__Text passage__:

►

Why General-Purpose Embedding Models Fail on Code

You plug in a general-purpose embedding model, run a few test queries, get results back, and move on. The problem is silent: the results look plausible. They're not hallucinations — they're actual files from your codebase. They're just the wrong ones. And you won't know until your AI assistant confidently suggests a fix based on the wrong auth middleware, or misses the one function that matters.

That's the failure mode nobody warns you about. Not a crash. Not an error. Just quietly wrong retrieval, compounding every downstream decision.

General models learned to read prose, not parse structure

BERT, its successors, and most models on the MTEB leaderboard were trained on natural language. Wikipedia. Books. Web text. The structural unit of natural language is the sentence, then the paragraph. Meaning flows linearly. Context is positional.

Code doesn't work that way. The structural units are functions, classes, modules, and the call graph that connects them. A function's meaning isn't contained in its lines — it's defined by what it calls, what calls it, what interface it implements, and what invariants it maintains. A general model has no grammar for any of that. It reads a function definition the way it reads a sentence: left to right, weighting frequent tokens.

This isn't a training data volume problem. You can't fix it by showing a general model more code. The architecture and training objectives are built around predicting masked tokens in natural language sequences. Code has fundamentally different distributional properties — token frequency distributions, syntactic constraints, semantic relationships between identifiers — that require purpose-built training objectives to capture.

Your identifiers are noise to a general model

Consider a query like: "find the middleware that validates JWT tokens for admin routes".

Your codebase has two files:

# auth/middleware/admin_jwt_validator.py
def useAdminJwtValidationMiddleware(request, next):
    ...

# auth/middleware/user_jwt_validator.py
def useUserJwtValidationMiddleware(request, next):
    ...

A general model sees useAdminJwtValidationMiddleware and useUserJwtValidationMiddleware as two opaque identifier strings. They share most of their subword tokens. The semantic difference — Admin vs User — gets drowned out by the shared structure. The model's embedding space doesn't have a learned representation for "this identifier refers to a role-scoped middleware variant." It has representations for words it saw in books.

You get retrieval that can't reliably distinguish between these two files. For a two-file example, maybe you notice. In a real codebase with 40 middleware files, you're flying blind.

Domain-specific naming conventions — Hungarian notation, scoped prefixes, framework-idiomatic patterns like use* hooks in React or *Handler in Go — are entirely opaque to a model that never encountered them during training in a meaningful context. They're not noise in your codebase. They're load-bearing semantic signal. A general model treats them as noise.

◄

__Data shown__:
►

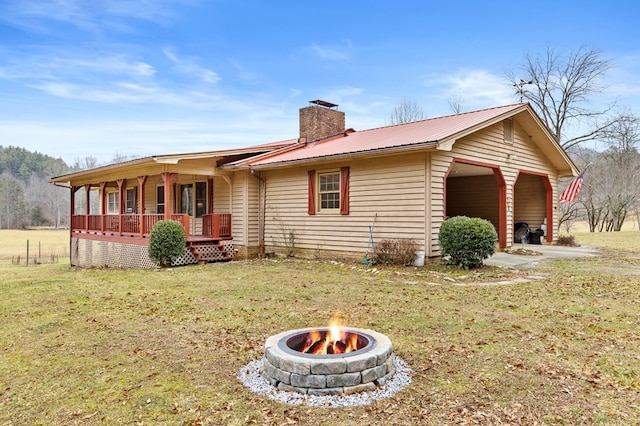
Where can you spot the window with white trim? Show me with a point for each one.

◄

__Brief__: Quote the passage on general-purpose embedding models and code word for word, from "Why General-Purpose Embedding" up to and including "function that matters.".

__Full solution__:
Why General-Purpose Embedding Models Fail on Code

You plug in a general-purpose embedding model, run a few test queries, get results back, and move on. The problem is silent: the results look plausible. They're not hallucinations — they're actual files from your codebase. They're just the wrong ones. And you won't know until your AI assistant confidently suggests a fix based on the wrong auth middleware, or misses the one function that matters.